You are viewing a plain text version of this content. The canonical link for it is here.

Posted to solr-user@lucene.apache.org by Derek Poh <dp...@globalsources.com> on 2016/10/12 07:14:14 UTC

Re: Split words with period in between ("Co.Ltd") into separate tokens

I tried adding Word Delimiter Filter to the field but it does not 
process or it truncate away the term "Co.Ltd".

<filter class="solr.WordDelimiterFilterFactory" generateWordParts="0" 
generateNumberParts="0" catenateWords="0" catenateNumbers="0" 
catenateAll="0" splitOnCaseChange="0"/>

On 10/12/2016 8:54 AM, Derek Poh wrote:
> Hi
>
> How can I split words with period in between into separate tokens.
> Eg. "Co.Ltd" => "Co" "Ltd" .
>
> I am using StandardTokenizerFactory and it does notreplace periods 
> (dots) that are not followed by whitespace are kept as part of the 
> token, including Internet domain names.
>
> This is the field definition,
>
> <fieldType name="text_general" class="solr.TextField"
● ● ● ●
Stated problem 1:
Reproduce the passage of the Solr post that begins at the words "Re: Split words" and stops after the words "into separate tokens.".
● ● ● ●
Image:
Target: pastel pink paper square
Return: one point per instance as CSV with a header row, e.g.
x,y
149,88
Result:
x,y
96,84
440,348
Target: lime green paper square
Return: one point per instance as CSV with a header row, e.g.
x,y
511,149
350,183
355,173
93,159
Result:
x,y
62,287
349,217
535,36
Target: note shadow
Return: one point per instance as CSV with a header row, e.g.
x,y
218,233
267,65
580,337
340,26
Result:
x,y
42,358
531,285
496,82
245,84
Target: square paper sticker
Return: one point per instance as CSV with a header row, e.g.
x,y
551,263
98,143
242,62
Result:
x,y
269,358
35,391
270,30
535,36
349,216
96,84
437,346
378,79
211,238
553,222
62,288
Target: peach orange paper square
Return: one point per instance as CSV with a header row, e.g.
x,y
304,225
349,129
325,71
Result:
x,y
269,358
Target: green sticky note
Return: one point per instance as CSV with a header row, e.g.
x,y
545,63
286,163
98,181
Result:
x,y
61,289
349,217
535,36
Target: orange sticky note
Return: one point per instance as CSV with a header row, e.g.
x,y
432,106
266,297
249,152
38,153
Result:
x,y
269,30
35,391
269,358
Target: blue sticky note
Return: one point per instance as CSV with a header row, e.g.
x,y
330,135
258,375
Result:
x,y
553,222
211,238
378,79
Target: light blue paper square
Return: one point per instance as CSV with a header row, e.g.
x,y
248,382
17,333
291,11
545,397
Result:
● ● ● ●
Stated problem 2:
Format the lines of the entries as a JSON list of strings, one string per line and with blank lines omitted, beginning at the line that has "Target: light blue paper square" and stopping after the last line of the entries.

Reply 1:
Re: Split words with period in between ("Co.Ltd") into separate tokens

I tried adding Word Delimiter Filter to the field but it does not 
process or it truncate away the term "Co.Ltd".

<filter class="solr.WordDelimiterFilterFactory" generateWordParts="0" 
generateNumberParts="0" catenateWords="0" catenateNumbers="0" 
catenateAll="0" splitOnCaseChange="0"/>

On 10/12/2016 8:54 AM, Derek Poh wrote:
> Hi
>
> How can I split words with period in between into separate tokens.

Reply 2:
[
  "Target: light blue paper square",
  "Return: one point per instance as CSV with a header row, e.g.",
  "x,y",
  "248,382",
  "17,333",
  "291,11",
  "545,397",
  "Result:"
]